**ENUNCIADO A:**
Reescala las coordenadas de las respuestas en el tramo de los registros desde la línea que contiene "Where can the lamp" hasta la que contiene "<point>1196,350</point>", ambas incluidas: multiplícalas por 2,35 y redondéalas a enteros, con las mitades hacia arriba. Vuelve a escribir solo esas líneas, peticiones incluidas.
==== FRAGMENTO DEL DOCUMENTO
Preestrenada el 2 de abril de 1968 en Washington y expuesta en salas en Nueva York un día después (según la web especializada IMDb) y galardonada con el Oscar a los Mejores Efectos Visuales y 3 BAFTA (Mejor Fotografía, Mejor Sonido y Mejor Diseño de producción), 2001 conduce, en sus 143 minutos de duración, al espectador a una reflexión metafísica, que arranca hace 4 millones de años.

Ya es un icono de la historia del Séptimo Arte la secuencia en la que un grupo de homínidos descubre, en un desierto atizado por vientos furiosos, un objeto fascinante, una piedra de color negro, con forma de paralelepípedo, perfectamente pulimentada. Esos homínidos se acercan al “monolito” y lo contemplan con una mezcla de curiosidad y temor reverencial mientras  el sol sale por encima y lo ilumina.

Aparentemente, no ha ocurrido nada y, sin embargo, ha sucedido todo: el homínido, uno de ellos, descubre, casi sin darse cuenta, que un hueso es algo más que una cosa recubierta de carne. Se convierte de pronto en una herramienta para triturar, para machacar y también para matar.

Y todo ello perfectamente subrayado por la música del poema sinfónico de Richard Strauss, Así habló Zaratustra, a su vez obra capital del filósofo alemán Friedrich Nietzsche, cuyo planteamiento, basado en la evolución del mono al “superhombre”, con el hombre como nexo casi antagónico entre ambos, es un elemento sustantivo de este filme.

Por ello, ese homínido lanza al aire el hueso y tiene lugar entonces lo que los críticos han denominado “la más grande elipsis narrativa de la historia del cine”, un salto de 4 millones de años que nos traslada a 1999, a una nave espacial que viaja de la Tierra a la Luna y hace escala en una estación espacial.
========
==== SECCIÓN DE DATOS
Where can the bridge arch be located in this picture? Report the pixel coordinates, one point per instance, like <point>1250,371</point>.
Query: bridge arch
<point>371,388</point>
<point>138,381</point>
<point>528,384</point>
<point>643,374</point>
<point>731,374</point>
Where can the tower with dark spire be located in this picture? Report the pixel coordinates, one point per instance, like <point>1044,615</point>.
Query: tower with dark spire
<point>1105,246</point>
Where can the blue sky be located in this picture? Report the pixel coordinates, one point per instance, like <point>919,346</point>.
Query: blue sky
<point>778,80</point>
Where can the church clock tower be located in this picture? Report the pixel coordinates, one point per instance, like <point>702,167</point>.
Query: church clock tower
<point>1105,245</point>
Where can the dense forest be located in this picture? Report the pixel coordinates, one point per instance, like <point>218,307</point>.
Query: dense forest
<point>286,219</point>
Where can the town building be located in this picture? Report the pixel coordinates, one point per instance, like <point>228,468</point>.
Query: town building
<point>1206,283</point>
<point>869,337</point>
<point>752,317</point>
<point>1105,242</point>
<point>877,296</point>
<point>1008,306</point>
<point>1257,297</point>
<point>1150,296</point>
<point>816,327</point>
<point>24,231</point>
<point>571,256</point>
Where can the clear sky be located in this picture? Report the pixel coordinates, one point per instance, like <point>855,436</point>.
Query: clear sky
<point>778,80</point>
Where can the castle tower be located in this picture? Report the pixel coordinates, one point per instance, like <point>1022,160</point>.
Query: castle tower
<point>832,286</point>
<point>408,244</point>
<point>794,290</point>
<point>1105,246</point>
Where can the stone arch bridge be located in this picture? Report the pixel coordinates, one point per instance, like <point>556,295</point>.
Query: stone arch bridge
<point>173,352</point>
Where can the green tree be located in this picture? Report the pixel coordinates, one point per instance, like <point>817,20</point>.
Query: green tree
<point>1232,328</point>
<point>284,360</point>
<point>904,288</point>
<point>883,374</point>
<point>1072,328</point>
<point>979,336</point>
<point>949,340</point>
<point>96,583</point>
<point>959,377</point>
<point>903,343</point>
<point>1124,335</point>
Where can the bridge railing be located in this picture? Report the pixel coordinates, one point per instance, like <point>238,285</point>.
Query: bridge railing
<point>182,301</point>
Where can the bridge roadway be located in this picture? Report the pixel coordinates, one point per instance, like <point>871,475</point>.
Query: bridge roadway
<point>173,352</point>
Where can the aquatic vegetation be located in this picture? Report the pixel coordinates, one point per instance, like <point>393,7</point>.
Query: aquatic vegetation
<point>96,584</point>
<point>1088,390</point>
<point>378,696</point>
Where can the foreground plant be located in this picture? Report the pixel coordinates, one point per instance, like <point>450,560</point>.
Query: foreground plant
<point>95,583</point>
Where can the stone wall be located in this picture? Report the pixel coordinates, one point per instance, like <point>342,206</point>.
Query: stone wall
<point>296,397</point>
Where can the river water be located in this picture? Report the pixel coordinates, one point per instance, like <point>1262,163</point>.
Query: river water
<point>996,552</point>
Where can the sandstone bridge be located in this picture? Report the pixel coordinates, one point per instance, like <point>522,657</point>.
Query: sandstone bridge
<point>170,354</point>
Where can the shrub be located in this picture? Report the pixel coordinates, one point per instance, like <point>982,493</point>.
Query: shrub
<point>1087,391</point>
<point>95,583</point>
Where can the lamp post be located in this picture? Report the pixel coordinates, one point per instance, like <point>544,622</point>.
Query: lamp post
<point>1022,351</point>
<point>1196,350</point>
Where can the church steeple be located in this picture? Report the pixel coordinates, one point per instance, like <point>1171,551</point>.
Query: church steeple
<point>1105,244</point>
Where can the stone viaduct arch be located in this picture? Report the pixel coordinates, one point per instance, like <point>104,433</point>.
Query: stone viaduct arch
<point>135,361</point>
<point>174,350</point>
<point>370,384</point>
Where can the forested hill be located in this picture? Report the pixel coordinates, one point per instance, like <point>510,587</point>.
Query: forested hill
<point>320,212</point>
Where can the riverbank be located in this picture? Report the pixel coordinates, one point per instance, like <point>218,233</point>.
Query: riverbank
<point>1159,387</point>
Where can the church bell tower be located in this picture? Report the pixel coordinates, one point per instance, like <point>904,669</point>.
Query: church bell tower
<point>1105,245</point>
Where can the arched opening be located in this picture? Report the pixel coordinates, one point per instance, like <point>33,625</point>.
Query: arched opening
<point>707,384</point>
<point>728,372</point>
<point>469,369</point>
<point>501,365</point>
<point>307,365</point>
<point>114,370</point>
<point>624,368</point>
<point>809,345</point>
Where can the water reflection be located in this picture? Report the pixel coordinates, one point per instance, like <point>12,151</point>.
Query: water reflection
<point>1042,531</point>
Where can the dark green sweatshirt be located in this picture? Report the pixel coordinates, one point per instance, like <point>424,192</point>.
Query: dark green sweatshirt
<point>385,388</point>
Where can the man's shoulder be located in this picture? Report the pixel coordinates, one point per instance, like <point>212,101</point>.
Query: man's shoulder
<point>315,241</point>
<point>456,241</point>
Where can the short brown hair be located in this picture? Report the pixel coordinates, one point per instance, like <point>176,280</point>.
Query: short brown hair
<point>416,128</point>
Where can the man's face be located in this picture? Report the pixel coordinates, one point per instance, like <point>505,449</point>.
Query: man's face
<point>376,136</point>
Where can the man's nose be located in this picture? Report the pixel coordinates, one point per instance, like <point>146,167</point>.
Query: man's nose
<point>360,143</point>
========
**ENUNCIADO B:**
Imprime sin cambios el tramo del fragmento sobre la película 2001 que va desde "Aparentemente, no ha" hasta "de este filme.".

**RESPUESTA DESARROLLADA A:**
Where can the lamp post be located in this picture? Report the pixel coordinates, one point per instance, like <point>544,622</point>.
Query: lamp post
<point>2402,825</point>
<point>2811,823</point>

**RESPUESTA DESARROLLADA B:**
Aparentemente, no ha ocurrido nada y, sin embargo, ha sucedido todo: el homínido, uno de ellos, descubre, casi sin darse cuenta, que un hueso es algo más que una cosa recubierta de carne. Se convierte de pronto en una herramienta para triturar, para machacar y también para matar.

Y todo ello perfectamente subrayado por la música del poema sinfónico de Richard Strauss, Así habló Zaratustra, a su vez obra capital del filósofo alemán Friedrich Nietzsche, cuyo planteamiento, basado en la evolución del mono al “superhombre”, con el hombre como nexo casi antagónico entre ambos, es un elemento sustantivo de este filme.